→ **DIRECTIVE**: Reproduce the following data line for line, with no changes of any kind.

··· INFORMATION SUPPLIED

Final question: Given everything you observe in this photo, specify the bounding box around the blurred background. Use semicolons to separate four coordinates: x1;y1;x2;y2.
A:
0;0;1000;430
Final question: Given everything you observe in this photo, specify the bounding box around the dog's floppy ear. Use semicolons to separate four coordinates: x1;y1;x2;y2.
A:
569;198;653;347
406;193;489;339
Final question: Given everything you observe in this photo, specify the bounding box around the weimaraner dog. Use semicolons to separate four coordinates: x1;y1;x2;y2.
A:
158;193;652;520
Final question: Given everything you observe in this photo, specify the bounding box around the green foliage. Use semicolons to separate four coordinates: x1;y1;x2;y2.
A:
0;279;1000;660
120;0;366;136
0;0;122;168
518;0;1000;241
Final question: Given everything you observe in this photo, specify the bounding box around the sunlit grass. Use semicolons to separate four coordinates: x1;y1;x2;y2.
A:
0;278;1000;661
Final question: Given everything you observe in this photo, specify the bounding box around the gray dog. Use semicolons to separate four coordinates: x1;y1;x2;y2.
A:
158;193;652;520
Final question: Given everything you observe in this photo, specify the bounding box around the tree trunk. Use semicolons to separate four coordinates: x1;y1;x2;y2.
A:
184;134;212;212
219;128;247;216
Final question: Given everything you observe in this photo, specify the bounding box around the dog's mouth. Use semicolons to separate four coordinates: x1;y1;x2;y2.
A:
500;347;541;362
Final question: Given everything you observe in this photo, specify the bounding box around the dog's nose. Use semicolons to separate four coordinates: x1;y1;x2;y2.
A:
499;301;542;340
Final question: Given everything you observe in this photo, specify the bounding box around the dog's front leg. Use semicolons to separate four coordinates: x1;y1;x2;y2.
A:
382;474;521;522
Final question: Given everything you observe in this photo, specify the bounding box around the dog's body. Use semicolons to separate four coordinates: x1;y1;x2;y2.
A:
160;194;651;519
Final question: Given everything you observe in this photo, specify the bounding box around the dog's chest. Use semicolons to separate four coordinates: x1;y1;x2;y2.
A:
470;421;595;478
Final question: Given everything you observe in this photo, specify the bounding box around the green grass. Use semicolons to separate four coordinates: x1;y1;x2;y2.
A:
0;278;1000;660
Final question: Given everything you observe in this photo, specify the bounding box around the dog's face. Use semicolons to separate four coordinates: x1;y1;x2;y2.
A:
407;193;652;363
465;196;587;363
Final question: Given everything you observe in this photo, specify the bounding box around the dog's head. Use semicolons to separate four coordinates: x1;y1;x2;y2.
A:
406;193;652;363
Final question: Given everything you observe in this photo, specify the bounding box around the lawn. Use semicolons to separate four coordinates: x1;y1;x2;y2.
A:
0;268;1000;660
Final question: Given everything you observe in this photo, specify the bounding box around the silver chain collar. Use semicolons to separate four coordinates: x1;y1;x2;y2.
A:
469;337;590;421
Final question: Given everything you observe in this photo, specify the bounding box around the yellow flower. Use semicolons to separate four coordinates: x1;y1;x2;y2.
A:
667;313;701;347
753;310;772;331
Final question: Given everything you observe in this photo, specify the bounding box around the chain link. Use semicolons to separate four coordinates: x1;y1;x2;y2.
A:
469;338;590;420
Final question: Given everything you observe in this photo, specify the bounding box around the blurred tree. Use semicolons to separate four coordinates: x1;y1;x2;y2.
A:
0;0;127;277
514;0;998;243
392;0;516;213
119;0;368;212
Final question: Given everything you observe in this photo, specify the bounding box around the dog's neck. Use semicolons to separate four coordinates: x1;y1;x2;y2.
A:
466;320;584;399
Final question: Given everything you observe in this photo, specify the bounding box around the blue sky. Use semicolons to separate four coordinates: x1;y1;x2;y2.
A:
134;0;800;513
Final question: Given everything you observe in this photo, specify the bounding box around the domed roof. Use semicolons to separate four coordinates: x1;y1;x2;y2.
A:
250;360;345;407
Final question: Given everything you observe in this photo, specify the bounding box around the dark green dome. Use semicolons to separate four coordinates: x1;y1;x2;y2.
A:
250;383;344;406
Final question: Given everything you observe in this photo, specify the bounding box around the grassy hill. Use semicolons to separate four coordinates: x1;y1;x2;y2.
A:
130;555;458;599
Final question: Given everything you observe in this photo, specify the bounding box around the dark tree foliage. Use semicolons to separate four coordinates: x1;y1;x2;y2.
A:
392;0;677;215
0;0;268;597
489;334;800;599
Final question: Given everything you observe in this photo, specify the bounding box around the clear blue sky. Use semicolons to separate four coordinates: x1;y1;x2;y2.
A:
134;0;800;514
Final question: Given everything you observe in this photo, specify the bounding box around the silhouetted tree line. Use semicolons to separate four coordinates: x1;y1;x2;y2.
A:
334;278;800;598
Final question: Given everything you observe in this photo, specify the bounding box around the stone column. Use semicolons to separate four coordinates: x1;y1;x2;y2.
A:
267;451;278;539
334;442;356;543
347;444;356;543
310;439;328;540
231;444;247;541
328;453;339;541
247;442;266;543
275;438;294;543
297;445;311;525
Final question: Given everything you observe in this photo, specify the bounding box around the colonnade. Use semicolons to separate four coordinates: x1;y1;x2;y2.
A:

······

→ **THE REPLY**:
Final question: Given everything you observe in this photo, specify the bounding box around the blurred background. Use semicolons to separate four coordinates: x1;y1;x2;y2.
A:
0;0;1000;430
Final question: Given everything you observe in this photo, specify the bounding box around the dog's floppy ear. Use semicolons to separate four coordinates: x1;y1;x2;y2.
A:
569;198;653;347
406;193;489;339
Final question: Given everything you observe in this photo, specify the bounding box around the weimaraner dog. Use semicolons to separate four coordinates: x1;y1;x2;y2.
A:
158;193;652;520
Final question: Given everything you observe in this photo, specify the bounding box around the green foliage. Use semicolons to separate four coordinates: x1;y1;x2;y2.
A:
0;279;1000;660
120;0;366;136
0;0;122;168
518;0;1000;241
Final question: Given everything you observe in this photo, specify the bounding box around the sunlit grass. Use semicolons to separate four coordinates: x1;y1;x2;y2.
A:
0;278;1000;661
Final question: Given everything you observe in this photo, specify the bounding box around the gray dog. Use semicolons to separate four coordinates: x1;y1;x2;y2.
A:
158;193;652;520
Final question: Given everything you observe in this photo, specify the bounding box around the tree trunk. Use semicolons to separate four coordinates: x1;y1;x2;y2.
A:
184;134;212;212
219;128;247;216
Final question: Given everything you observe in this photo, specify the bounding box around the dog's mouth. Use semicolons to separate four coordinates: x1;y1;x2;y2.
A:
500;347;541;362
Final question: Given everything you observe in this photo, specify the bounding box around the dog's nose. Use semicolons to separate four coordinates: x1;y1;x2;y2.
A:
499;301;542;340
Final question: Given everything you observe in this photo, specify the bounding box around the dog's front leg. Use semicolons to separate four coordinates: x1;y1;x2;y2.
A:
382;474;521;522
Final question: Given everything you observe in this photo, specify the bounding box around the dog's body. Use semicolons to separate four coordinates: x1;y1;x2;y2.
A:
160;194;651;519
Final question: Given everything you observe in this photo, specify the bounding box around the dog's chest. Use semicolons to separate four coordinates: x1;y1;x2;y2.
A:
470;421;595;478
Final question: Given everything you observe in this photo, specify the bounding box around the green grass. Use semicolons to separate four coordinates: x1;y1;x2;y2.
A:
0;278;1000;660
Final question: Given everything you observe in this photo, specify the bounding box around the dog's face. Use semicolons to separate four coordinates: x1;y1;x2;y2.
A:
407;193;652;363
465;196;587;363
Final question: Given everything you observe in this photo, specify the bounding box around the dog's head. Use semicolons to separate four coordinates: x1;y1;x2;y2.
A:
406;193;652;363
Final question: Given everything you observe in this photo, specify the bounding box around the lawn. Use semicolons to separate four coordinates: x1;y1;x2;y2.
A:
0;268;1000;660
Final question: Given everything you observe in this photo, specify the bounding box around the silver chain collar. Use semicolons to separate four coordinates: x1;y1;x2;y2.
A:
469;337;590;421
Final question: Given everything you observe in this photo, specify the bounding box around the yellow flower. Use semicolons to separate four coordinates: x1;y1;x2;y2.
A:
667;313;701;347
753;310;772;331
Final question: Given everything you observe in this photo, specify the bounding box around the chain link. Use semicolons to separate four coordinates: x1;y1;x2;y2.
A:
469;338;590;420
Final question: Given everything you observe in this photo, specify the bounding box around the blurred tree. Use semicolons to separate four coordinates: x1;y1;x2;y2.
A:
0;0;127;277
514;0;998;243
392;0;516;213
119;0;368;212
Final question: Given everything you observe in this photo, specify the bounding box around the dog's neck. Use semicolons to separate four coordinates: x1;y1;x2;y2.
A:
466;320;584;399
Final question: Given everything you observe in this photo, specify the bounding box around the blue sky. Use semicolons to separate four coordinates: x1;y1;x2;y2.
A:
134;0;800;513
Final question: Given everything you observe in this photo, specify the bounding box around the domed roof. Use semicolons to separate four coordinates: x1;y1;x2;y2.
A:
250;360;345;407
Final question: Given everything you observe in this photo, specify the bounding box around the dark green dome. Use semicolons to separate four coordinates: x1;y1;x2;y2.
A:
250;383;344;406
Final question: Given everything you observe in this photo, specify the bounding box around the grassy hill. Use semicolons to separate four coordinates: x1;y1;x2;y2.
A:
130;555;458;599
Final question: Given everything you observe in this photo, specify the bounding box around the dark tree foliage. Use semicolons to separate four coordinates: x1;y1;x2;y2.
A:
392;0;677;215
0;0;268;597
489;334;800;599
Final question: Given everything you observe in this photo, specify the bounding box around the clear blue sky. Use semicolons to separate four coordinates: x1;y1;x2;y2.
A:
134;0;800;514
Final question: Given everything you observe in this photo, specify the bounding box around the silhouetted tree line. Use semicolons to separate four coordinates: x1;y1;x2;y2.
A:
334;278;800;598
Final question: Given everything you observe in this photo, specify the bounding box around the stone column. Use semicolons to separate four coordinates: x1;y1;x2;y2.
A:
267;451;278;539
334;442;356;543
347;444;356;543
310;439;328;540
231;444;247;541
328;453;339;541
247;442;266;543
275;438;294;543
297;445;311;525
Final question: Given everything you observe in this photo, specify the bounding box around the colonnade. Use semicolons to separate four coordinates: x1;y1;x2;y2.
A:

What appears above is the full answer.